In the spring of 1977, somewhere off the radar and beneath the surface, a submarine waited in dry dock. My story started nearby.
My dad was one of the crew. A stoker.
Which sounds coal-dust romantic, but really meant he spent his time fiddling with a nuclear reactor’s insides while trying not to die of radiation exposure.
My mum, meanwhile, was a Scottish teen runaway with two disabled children and a world of red flags wrapped in trauma. She’d fled her home and somehow also washed up in the same town as my dad. Because apparently, the universe loves a cruel punchline.
Their mutual friends set them up on a blind date. My mum said she was on the pill.
She got pregnant.
He married her.
They barely liked each other.
Reader, the vibes were not immaculate.
Not exactly a rom-com origin story, is it?
Two very young, very unsupported people.
One with the pressure cooker of disabled parenting and poverty.
One in uniform, pretending nuclear stress didn’t exist.
What could possibly go wrong?
Now, I could tell you everything about how toxic they both were.
How living with them was like surviving a Cold War in black mould ridden local authority housing, with every argument a depth charge of unknown destruction levels.
But today?
I’m choosing to give them one small bouquet each.
💔 My Mum
She taught me to read and write before I ever walked into a classroom.
And let’s be honest—doing that while managing two disabled kids, poverty, and her own emotional wreckage?

# ASSIGNMENT 1:
List every sentence in the memoir of the narrator's parents that ends with a question mark.
# ASSIGNMENT 2:
Set down the part of the memoir of the narrator's parents from "Their mutual friends" up to and including "stress didn’t exist.", word for word.
# ASSIGNMENT 3:
Answer these questions about the memoir of the narrator's parents:
(a) What was the dad's job on the submarine crew?
(b) Who set the parents up on a blind date?
(c) What did the mum teach the narrator before the narrator ever walked into a classroom?
The entries that come next have nothing to do with this.

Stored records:
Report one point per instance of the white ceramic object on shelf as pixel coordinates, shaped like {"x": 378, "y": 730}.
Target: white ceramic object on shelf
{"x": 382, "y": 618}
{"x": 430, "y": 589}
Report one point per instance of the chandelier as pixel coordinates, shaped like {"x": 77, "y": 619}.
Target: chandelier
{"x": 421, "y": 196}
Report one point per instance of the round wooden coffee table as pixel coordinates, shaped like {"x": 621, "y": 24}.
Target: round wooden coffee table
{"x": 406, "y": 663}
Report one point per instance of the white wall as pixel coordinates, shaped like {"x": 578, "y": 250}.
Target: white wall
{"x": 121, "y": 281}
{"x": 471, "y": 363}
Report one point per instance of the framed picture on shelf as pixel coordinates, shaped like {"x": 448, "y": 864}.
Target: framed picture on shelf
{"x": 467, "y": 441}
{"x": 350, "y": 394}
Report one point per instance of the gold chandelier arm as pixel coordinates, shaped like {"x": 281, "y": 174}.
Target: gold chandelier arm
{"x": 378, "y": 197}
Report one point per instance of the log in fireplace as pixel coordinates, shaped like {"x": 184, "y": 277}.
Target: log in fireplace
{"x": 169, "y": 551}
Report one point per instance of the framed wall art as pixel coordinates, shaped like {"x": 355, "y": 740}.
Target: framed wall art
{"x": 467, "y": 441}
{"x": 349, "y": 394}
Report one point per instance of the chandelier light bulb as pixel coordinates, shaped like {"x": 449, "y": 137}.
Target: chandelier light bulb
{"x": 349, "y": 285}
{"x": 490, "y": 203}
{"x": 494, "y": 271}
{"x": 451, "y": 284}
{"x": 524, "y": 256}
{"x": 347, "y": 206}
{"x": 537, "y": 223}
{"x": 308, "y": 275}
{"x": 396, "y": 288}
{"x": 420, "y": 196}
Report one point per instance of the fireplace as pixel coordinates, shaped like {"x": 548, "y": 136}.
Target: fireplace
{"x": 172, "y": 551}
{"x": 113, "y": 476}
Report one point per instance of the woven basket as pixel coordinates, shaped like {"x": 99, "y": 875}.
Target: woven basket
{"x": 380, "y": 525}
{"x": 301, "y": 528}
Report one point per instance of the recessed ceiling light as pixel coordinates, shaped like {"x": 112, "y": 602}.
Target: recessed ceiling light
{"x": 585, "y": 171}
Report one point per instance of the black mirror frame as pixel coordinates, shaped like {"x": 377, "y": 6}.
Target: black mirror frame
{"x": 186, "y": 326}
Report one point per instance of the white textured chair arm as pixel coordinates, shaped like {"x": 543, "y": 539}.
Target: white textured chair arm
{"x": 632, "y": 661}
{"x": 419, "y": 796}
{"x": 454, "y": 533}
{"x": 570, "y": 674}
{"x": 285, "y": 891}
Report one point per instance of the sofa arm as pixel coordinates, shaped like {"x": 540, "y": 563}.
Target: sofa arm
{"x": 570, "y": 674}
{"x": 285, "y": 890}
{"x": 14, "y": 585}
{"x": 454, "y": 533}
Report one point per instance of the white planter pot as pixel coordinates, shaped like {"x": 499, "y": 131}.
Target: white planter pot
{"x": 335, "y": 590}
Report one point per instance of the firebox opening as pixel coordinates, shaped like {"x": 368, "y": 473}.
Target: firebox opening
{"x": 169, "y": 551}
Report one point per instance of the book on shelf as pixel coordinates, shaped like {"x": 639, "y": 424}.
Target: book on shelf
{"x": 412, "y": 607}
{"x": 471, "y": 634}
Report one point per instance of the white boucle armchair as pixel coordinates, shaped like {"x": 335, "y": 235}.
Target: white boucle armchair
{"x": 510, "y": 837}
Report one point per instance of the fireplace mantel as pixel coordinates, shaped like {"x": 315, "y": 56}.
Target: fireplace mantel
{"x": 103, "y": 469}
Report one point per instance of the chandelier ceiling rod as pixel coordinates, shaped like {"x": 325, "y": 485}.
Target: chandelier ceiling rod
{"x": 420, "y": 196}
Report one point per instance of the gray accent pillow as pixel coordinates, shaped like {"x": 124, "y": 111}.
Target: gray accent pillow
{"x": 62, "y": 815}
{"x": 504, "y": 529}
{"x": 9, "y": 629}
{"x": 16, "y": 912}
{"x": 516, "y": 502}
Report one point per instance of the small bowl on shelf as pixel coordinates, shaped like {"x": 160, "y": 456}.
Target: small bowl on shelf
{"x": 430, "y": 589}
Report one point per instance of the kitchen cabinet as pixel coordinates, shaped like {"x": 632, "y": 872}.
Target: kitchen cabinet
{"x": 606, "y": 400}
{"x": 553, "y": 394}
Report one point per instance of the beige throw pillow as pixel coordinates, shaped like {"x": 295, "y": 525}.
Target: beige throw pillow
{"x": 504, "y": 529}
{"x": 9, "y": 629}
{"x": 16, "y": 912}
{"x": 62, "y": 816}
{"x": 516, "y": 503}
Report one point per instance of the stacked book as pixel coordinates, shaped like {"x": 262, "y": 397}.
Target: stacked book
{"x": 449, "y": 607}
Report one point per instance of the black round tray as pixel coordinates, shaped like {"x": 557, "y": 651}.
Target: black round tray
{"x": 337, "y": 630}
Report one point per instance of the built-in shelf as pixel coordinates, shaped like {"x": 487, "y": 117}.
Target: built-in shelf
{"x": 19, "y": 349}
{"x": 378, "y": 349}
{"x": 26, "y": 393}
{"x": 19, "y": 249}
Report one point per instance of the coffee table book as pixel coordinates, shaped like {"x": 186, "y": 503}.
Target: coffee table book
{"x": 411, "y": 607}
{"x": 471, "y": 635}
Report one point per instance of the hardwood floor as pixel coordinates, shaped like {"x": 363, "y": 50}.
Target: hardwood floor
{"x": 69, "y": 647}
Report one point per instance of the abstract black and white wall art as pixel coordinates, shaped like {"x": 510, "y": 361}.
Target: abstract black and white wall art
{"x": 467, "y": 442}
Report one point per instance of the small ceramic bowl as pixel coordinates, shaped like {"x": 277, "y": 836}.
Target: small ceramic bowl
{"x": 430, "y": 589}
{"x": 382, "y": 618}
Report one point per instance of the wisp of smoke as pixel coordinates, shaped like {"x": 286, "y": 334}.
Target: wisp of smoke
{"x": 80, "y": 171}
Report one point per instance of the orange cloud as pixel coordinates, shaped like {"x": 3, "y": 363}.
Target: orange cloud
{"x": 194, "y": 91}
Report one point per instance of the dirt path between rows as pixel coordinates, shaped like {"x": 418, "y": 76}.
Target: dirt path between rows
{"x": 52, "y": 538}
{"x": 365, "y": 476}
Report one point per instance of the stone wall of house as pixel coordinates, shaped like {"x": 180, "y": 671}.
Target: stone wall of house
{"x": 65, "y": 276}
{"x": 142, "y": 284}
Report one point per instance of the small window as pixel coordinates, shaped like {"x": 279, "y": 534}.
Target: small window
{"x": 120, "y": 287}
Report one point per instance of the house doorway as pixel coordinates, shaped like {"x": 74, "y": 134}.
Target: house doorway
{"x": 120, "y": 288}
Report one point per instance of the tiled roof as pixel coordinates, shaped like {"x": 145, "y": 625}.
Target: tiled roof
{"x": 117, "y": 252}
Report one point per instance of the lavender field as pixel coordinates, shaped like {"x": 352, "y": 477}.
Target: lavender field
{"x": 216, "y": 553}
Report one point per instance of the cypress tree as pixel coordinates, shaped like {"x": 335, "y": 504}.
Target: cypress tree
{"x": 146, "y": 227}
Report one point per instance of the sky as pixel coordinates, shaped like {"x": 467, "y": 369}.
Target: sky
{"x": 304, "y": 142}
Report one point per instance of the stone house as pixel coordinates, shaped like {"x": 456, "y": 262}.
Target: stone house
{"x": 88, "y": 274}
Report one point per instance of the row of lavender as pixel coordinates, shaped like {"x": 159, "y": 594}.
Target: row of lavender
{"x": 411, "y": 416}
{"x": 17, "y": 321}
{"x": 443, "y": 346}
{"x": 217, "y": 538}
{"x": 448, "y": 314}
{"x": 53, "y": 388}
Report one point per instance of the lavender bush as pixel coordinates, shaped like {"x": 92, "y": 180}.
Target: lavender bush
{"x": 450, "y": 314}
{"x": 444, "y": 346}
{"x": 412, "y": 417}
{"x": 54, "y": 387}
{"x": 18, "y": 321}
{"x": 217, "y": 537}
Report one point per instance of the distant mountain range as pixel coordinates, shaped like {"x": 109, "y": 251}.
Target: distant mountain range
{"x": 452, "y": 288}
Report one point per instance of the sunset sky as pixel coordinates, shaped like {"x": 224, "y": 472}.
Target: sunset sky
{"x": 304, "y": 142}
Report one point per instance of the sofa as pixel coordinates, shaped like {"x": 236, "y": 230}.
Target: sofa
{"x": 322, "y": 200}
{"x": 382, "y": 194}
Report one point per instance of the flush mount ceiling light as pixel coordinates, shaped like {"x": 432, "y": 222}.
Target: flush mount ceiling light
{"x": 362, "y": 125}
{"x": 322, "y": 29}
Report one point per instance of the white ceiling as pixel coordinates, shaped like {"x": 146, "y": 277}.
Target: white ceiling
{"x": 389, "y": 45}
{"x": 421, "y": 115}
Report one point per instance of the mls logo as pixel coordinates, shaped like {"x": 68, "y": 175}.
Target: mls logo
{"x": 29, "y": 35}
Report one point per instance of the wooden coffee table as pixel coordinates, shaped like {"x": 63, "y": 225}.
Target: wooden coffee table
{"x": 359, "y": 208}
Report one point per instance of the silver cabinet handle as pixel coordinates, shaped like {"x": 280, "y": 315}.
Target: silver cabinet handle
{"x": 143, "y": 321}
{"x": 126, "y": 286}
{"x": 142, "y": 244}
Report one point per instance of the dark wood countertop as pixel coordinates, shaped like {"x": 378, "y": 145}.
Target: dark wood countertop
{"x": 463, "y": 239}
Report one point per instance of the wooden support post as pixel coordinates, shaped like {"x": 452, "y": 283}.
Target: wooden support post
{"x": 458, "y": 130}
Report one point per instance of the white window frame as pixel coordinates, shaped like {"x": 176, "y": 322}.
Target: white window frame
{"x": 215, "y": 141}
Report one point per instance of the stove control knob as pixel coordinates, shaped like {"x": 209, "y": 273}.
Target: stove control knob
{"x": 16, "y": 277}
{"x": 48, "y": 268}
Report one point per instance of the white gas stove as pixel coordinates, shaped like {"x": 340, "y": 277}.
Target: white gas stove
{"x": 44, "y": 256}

# WRITTEN RESPONSE 1:
Not exactly a rom-com origin story, is it?
What could possibly go wrong?
But today?
And let’s be honest—doing that while managing two disabled kids, poverty, and her own emotional wreckage?

# WRITTEN RESPONSE 2:
Their mutual friends set them up on a blind date. My mum said she was on the pill.
She got pregnant.
He married her.
They barely liked each other.
Reader, the vibes were not immaculate.
Not exactly a rom-com origin story, is it?
Two very young, very unsupported people.
One with the pressure cooker of disabled parenting and poverty.
One in uniform, pretending nuclear stress didn’t exist.

# WRITTEN RESPONSE 3:
(a) He was a stoker.
(b) Their mutual friends.
(c) To read and write.